> CONSIGNE ÉCRITE A
Présentez en tableau Markdown les entrées ci-dessous, tout ce qui va de celle qui contient « Place a pin on every instance of the white » jusqu'à celle qui contient « Query: white sneaker », bornes incluses et lignes vides omises. Utilisez les colonnes « N° » et « Ligne ».

Sur ce point, ni sur aucun autre, nous ne saurions avoir la prétention de compléter les savans travaux des historiens de l’art japonais. Mais il nous sera permis de confronter les renseignemens historiques qu’ils nous fournissent touchant l’art japonais lui-même avec ceux que nous avons pu recueillir au dehors touchant le caractère et les mœurs du Japon. Nous laisserons de côté, d’ailleurs, toutes les formes de l’art autres que la peinture : au Japon, bien plus que dans nos pays, la peinture a toujours été l’art essentiel, central, celui dont tous les autres ont fidèlement suivi les évolutions. Les grands laqueurs, les grands céramistes, les grands sculpteurs japonais ont été les élèves d’écoles de peinture, et c’est dans des ateliers de peintres que s’est développé ce qu’il y a dans leur manière d’artistique et d’original[1].


I

Il y a dans la population japonaise deux types distincts, l’un de formes courtes et trapues, avec un visage rond et des yeux à fleur de tête, l’autre de (ormes plus allongées, avec un visage ovale et des yeux enfoncés ; et comme le premier de ces types se rencontre plus souvent chez les paysans, le second chez les nobles, on peut en conclure que la race japonaise actuelle est le mélange de deux races, dont l’une, probablement venue du dehors, a dominé l’autre et imposé au pays son autorité.

> DONNÉES FOURNIES
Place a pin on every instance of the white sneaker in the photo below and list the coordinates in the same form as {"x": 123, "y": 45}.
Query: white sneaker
...
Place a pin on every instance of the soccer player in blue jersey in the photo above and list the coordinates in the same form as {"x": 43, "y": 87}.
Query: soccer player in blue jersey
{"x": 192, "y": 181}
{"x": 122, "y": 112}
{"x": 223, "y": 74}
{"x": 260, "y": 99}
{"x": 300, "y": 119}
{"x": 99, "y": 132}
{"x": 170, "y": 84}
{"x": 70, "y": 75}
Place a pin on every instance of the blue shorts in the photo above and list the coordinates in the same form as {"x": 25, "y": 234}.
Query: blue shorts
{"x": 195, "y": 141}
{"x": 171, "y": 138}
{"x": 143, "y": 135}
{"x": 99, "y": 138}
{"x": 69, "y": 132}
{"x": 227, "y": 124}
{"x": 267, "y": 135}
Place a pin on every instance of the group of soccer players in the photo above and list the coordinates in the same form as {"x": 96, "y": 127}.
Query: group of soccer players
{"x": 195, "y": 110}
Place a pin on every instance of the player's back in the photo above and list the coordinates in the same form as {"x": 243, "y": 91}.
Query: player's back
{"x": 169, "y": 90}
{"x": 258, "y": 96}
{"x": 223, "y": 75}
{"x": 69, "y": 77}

> CONSIGNE ÉCRITE B
Reprenez l'extrait sur l'art japonais, tout ce qui va de « Sur ce point, ni » jusqu'à « d’artistique et d’original[1]. », en remplaçant « japonais » par « nippon ».

> SOLUTION PROPOSÉE A
| N° | Ligne |
|---|---|
| 1 | Place a pin on every instance of the white sneaker in the photo below and list the coordinates in the same form as {"x": 123, "y": 45}. |
| 2 | Query: white sneaker |

> SOLUTION PROPOSÉE B
Sur ce point, ni sur aucun autre, nous ne saurions avoir la prétention de compléter les savans travaux des historiens de l’art nippon. Mais il nous sera permis de confronter les renseignemens historiques qu’ils nous fournissent touchant l’art nippon lui-même avec ceux que nous avons pu recueillir au dehors touchant le caractère et les mœurs du Japon. Nous laisserons de côté, d’ailleurs, toutes les formes de l’art autres que la peinture : au Japon, bien plus que dans nos pays, la peinture a toujours été l’art essentiel, central, celui dont tous les autres ont fidèlement suivi les évolutions. Les grands laqueurs, les grands céramistes, les grands sculpteurs nippon ont été les élèves d’écoles de peinture, et c’est dans des ateliers de peintres que s’est développé ce qu’il y a dans leur manière d’artistique et d’original[1].